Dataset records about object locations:
★ ★ ★

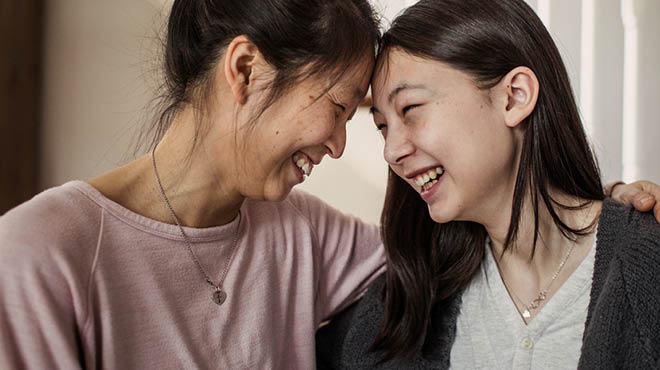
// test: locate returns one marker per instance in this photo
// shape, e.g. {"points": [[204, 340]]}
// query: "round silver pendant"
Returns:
{"points": [[219, 297]]}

★ ★ ★

Given request:
Please write the rows out again with "marker" switched to "dot" and everything else left as it is. Omit the pictures from your answer.

Answer to this exercise:
// test: locate returns one dot per instance in this photo
// shape, e.g. {"points": [[204, 340]]}
// query: "round silver pendant"
Returns:
{"points": [[219, 297]]}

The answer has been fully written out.